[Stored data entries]
§

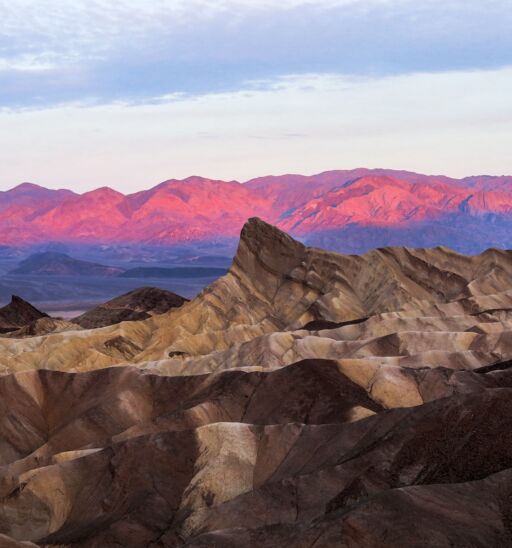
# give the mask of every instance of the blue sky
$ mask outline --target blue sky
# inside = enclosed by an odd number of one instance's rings
[[[0,0],[0,187],[356,165],[512,173],[510,8]]]

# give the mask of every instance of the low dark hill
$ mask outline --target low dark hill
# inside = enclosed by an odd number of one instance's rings
[[[122,268],[73,259],[65,253],[47,251],[30,255],[9,274],[42,276],[117,276]]]
[[[0,333],[16,331],[40,318],[47,317],[47,314],[24,301],[21,297],[13,295],[11,302],[0,308]]]
[[[121,278],[209,278],[212,276],[224,276],[226,268],[218,267],[178,267],[162,268],[158,266],[142,266],[130,268],[119,274]]]
[[[177,308],[185,302],[187,299],[171,291],[142,287],[100,304],[72,321],[86,329],[94,329],[124,321],[145,320],[154,314],[163,314],[171,308]]]

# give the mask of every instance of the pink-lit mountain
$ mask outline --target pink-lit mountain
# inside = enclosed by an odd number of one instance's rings
[[[511,247],[512,177],[356,169],[245,184],[189,177],[130,195],[106,187],[75,194],[24,183],[0,192],[0,244],[215,241],[236,238],[254,216],[342,251]]]

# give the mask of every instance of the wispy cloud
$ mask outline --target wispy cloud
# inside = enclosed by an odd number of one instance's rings
[[[40,72],[54,70],[57,64],[52,60],[51,55],[40,54],[22,54],[17,57],[0,57],[0,72]]]
[[[0,112],[0,187],[135,191],[170,177],[245,180],[358,166],[512,173],[512,67],[308,74],[152,104]]]
[[[0,104],[512,63],[509,0],[0,0]]]

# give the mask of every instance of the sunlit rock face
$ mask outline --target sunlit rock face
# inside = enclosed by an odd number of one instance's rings
[[[3,336],[1,542],[512,544],[511,282],[506,251],[342,255],[253,218],[190,302]]]
[[[512,247],[512,178],[355,169],[244,184],[189,177],[130,195],[25,183],[0,192],[0,245],[230,242],[253,216],[343,252],[442,244],[476,253]]]

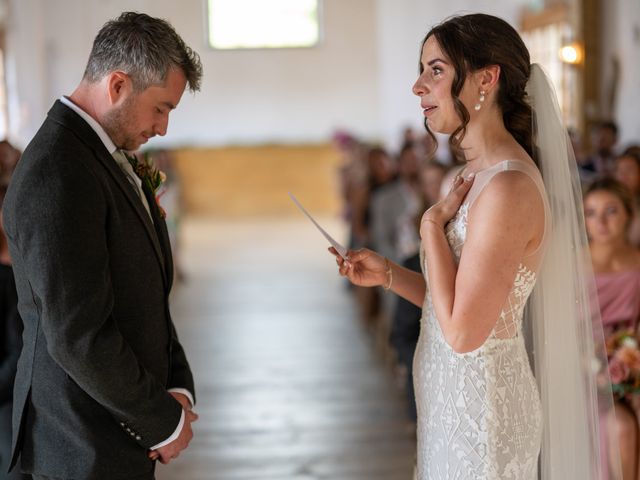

§

Work order: Return an exact transcription of the entries above, excluding each image.

Result of this exercise:
# give the mask of every instance of the blue sky
$ mask outline --target blue sky
# inside = enclosed by an odd number of one instance's rings
[[[0,0],[0,187],[356,165],[512,173],[510,8]]]

# give the mask of every instance of the low dark hill
$ mask outline --target low dark hill
# inside = enclosed by an odd number of one instance's rings
[[[122,268],[73,259],[65,253],[47,251],[30,255],[9,274],[42,276],[117,276]]]
[[[0,333],[16,331],[40,318],[47,317],[47,314],[24,301],[21,297],[13,295],[11,302],[0,308]]]
[[[121,278],[209,278],[212,276],[224,276],[226,268],[218,267],[178,267],[162,268],[158,266],[142,266],[130,268],[119,274]]]
[[[177,308],[185,302],[187,299],[171,291],[142,287],[100,304],[72,321],[86,329],[94,329],[124,321],[145,320],[154,314],[163,314],[171,308]]]

# give the mask of every instance of the pink-lit mountain
$ mask outline --target pink-lit mountain
# inside = enclosed by an odd number of one instance's rings
[[[511,247],[512,177],[356,169],[245,184],[189,177],[130,195],[106,187],[75,194],[24,183],[0,192],[0,244],[215,241],[236,238],[254,216],[342,251]]]

# give the mask of every instance of the wispy cloud
$ mask outline --target wispy cloud
# inside = enclosed by an odd number of one instance's rings
[[[40,72],[54,70],[57,64],[52,60],[51,55],[40,54],[22,54],[17,57],[0,57],[0,72]]]
[[[0,112],[0,187],[135,191],[170,177],[245,180],[358,166],[512,173],[512,67],[308,74],[152,104]]]
[[[0,104],[512,63],[509,0],[0,0]]]

# give the mask of every instance of the sunlit rock face
$ mask outline --target sunlit rock face
# inside = enclosed by an odd number of one instance's rings
[[[3,336],[1,542],[512,544],[511,282],[506,251],[342,255],[253,218],[190,302]]]
[[[512,247],[512,178],[355,169],[244,184],[189,177],[130,195],[25,183],[0,192],[0,245],[230,242],[253,216],[343,252],[442,244],[476,253]]]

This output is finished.